------ SOURCE TEXT ------

[Analytics] Kim Jong Un: A showman in the family tradition

This June 3, 2019, picture released from North Korea’s official Korean Central News Agency, shows participants performing in a ‘Mass Games’ artistic and gymnastic display in Pyongyang. Photo: AFP/KCNA via KNS. Sketched by the Pan Pacific Agency.

It’s been obvious for decades that when it comes to providing their subjects bread and circuses, ruling Kim family members prefer the latter. It may be a genetic trait, although there’s been no specific scientific research confirming that. But certainly Kim Jong Un is his father’s son, reported the Asia Times.

The father, the late Kim Jong Il, was so deeply into showmanship that he kept a private collection of 30,000 movies. When he feared that the North Korean version of Hollywood had been overtaken in quality by Southerners, he had a South Korean star and her director ex-husband kidnapped and taken to Pyongyang to make movies for the North.

Let’s bear that in mind as we read the latest from the North’s official Korean Central News Agency. After a show in the capital, Kim “called creators of the performance and seriously criticized them for their wrong spirit of creation and irresponsible work attitude,” KCNA reported Tuesday.

Tens of thousands of performers in Pyongyang took part in the first of North Korea’s spectacular “Mass Games” propaganda displays for 2019, the show that left Kim unimpressed.

------ DATA SUPPLIED ------

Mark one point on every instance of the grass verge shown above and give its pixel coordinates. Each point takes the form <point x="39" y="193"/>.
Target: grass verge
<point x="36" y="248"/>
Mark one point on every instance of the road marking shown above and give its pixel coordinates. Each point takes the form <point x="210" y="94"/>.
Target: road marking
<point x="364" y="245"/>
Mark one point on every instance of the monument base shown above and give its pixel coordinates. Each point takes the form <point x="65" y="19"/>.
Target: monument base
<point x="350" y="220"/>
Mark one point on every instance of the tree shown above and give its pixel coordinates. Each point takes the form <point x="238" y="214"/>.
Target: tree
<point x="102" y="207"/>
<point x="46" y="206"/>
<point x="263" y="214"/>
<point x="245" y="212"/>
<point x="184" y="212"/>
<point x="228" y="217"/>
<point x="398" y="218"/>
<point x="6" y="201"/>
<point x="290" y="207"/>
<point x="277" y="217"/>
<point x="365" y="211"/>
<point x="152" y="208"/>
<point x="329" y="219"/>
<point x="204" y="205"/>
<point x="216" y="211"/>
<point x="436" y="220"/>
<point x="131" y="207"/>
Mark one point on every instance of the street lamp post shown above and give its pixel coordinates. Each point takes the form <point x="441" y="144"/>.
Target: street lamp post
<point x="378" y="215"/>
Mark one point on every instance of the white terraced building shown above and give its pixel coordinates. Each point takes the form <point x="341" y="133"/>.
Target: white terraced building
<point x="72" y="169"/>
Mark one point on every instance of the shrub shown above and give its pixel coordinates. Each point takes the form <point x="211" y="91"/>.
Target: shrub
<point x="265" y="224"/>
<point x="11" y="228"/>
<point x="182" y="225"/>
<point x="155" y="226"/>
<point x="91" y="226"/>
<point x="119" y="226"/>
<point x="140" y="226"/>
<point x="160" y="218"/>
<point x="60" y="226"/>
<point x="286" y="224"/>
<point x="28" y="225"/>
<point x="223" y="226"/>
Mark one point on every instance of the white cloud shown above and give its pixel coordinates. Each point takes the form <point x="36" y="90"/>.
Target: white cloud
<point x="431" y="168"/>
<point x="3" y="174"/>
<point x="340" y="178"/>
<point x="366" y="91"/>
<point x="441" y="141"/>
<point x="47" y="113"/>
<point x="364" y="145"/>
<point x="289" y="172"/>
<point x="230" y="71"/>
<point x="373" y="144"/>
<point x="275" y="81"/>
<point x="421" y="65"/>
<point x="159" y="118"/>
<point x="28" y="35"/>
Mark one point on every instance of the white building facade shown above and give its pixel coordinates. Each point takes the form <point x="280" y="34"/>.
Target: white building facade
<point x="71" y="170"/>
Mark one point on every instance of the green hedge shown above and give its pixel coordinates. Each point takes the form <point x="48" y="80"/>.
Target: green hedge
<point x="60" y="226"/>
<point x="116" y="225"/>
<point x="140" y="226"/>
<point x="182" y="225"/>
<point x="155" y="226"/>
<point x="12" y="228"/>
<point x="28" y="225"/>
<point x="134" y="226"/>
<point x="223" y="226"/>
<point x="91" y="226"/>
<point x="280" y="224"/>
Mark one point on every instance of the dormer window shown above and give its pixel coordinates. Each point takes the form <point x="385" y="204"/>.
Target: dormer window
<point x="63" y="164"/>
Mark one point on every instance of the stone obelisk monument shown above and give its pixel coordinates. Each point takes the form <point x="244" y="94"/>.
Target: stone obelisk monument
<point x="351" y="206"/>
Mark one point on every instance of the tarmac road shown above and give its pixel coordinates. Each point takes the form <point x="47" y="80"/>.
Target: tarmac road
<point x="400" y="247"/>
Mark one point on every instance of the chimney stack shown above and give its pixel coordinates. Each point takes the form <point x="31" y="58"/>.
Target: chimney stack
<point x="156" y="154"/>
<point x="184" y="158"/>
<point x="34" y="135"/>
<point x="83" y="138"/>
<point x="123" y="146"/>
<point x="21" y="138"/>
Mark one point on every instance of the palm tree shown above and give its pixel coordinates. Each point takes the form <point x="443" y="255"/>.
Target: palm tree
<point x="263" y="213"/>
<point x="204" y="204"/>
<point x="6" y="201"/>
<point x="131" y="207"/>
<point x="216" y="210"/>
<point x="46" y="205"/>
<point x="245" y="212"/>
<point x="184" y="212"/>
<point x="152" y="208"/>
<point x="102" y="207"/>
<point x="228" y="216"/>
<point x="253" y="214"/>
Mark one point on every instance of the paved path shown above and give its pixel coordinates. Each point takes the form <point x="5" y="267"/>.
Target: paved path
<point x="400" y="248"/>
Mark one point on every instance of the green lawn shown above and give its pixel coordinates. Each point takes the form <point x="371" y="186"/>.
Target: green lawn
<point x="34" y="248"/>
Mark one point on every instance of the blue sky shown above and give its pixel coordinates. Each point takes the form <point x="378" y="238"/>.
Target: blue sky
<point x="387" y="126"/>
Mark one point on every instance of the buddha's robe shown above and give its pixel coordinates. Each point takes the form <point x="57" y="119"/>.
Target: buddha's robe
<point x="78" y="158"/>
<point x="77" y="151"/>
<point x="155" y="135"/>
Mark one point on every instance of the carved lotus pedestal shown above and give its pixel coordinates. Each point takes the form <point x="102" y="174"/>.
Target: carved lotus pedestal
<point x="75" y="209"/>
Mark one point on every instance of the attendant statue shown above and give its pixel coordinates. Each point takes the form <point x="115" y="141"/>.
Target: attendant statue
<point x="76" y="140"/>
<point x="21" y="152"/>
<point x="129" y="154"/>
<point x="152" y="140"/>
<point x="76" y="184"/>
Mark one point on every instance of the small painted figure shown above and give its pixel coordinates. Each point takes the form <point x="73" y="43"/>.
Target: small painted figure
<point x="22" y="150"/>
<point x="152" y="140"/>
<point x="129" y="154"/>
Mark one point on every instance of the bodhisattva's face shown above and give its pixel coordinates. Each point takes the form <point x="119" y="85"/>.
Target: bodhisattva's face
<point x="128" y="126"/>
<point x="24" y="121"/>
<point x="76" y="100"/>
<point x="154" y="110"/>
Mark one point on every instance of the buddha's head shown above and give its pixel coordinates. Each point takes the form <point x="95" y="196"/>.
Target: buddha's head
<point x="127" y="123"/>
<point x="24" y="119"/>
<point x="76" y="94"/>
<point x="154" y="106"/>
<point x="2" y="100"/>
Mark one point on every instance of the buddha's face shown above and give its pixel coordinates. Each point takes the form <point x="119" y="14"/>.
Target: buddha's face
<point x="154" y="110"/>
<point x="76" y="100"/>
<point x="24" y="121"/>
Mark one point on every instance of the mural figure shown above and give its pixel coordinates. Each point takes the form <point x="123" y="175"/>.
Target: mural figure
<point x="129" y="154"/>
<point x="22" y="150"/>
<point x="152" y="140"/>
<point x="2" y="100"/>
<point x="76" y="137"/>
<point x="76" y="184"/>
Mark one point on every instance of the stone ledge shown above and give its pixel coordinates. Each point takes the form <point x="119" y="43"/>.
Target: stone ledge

------

• [INSTRUCTIONS FOR THE TASK]:
Please pick up the Kim Jong Un showmanship article where it stops and continue it.

• [REPLY TO THE EXERCISE]:
The “Grand Mass Gymnastics and Artistic Performance” features enormous numbers of people – mostly students and schoolchildren – in precision synchronized moves.

Behind them, thousands of children turn the colored pages of books in sequence to create an ever-changing backdrop of giant images rippling across one side of the stadium.

But Kim was underwhelmed by the production, titled The Land of the People. Noting that artists “have a very important duty in socialist cultural construction,” Kim “set forth important tasks for correctly implementing the revolutionary policy of our party on literature and art,” KCNA added.

It was not clear what had infuriated the leader. Nothing in the report indicated, for example, that he was distracted by food shortages that have inspired his regime to seek foreign assistance – a subject that Kim seldom addresses publicly.

Participants in the Mass Games rehearse for months ahead of the performances and according to travel companies, The Land of the People was expected to run for five months, into October. But Kim’s verdict on the show may see it reworked.

KCNA only released one image of the performance itself at the cavernous May Day Stadium, showing thousands of flag-waving performers packed around giant flowers on the arena floor.

“Long live Korea forever!” the backdrop spelled out over a bed of flowers, as red fireworks shot into the air.

Reports said that as well as portraits of the North’s founder Kim Il Sung and successor Kim Jong Il, the backdrop images also featured one of Kim Jong Un.

The third generation of the family to rule the country, unlike his predecessors he is rarely depicted in portraits and no statues of him are known to exist.

A section that appeared in last year’s display on the Panmunjom summit and showing Kim with South Korean President Moon Jae-in was cut, reports said.

Moon was instrumental in brokering the first US-North Korean summit in Singapore in June 2018 and attended a Mass Games show in September during his third summit with Kim, when he addressed the crowd.

But negotiations have stalled since the breakdown in Hanoi.

North Korean artistic performances portray moments from Korean history and modern life, but are closely watched by observers for clues as to the authorities’ priorities, such as whether they are highlighting economic achievements or military progress.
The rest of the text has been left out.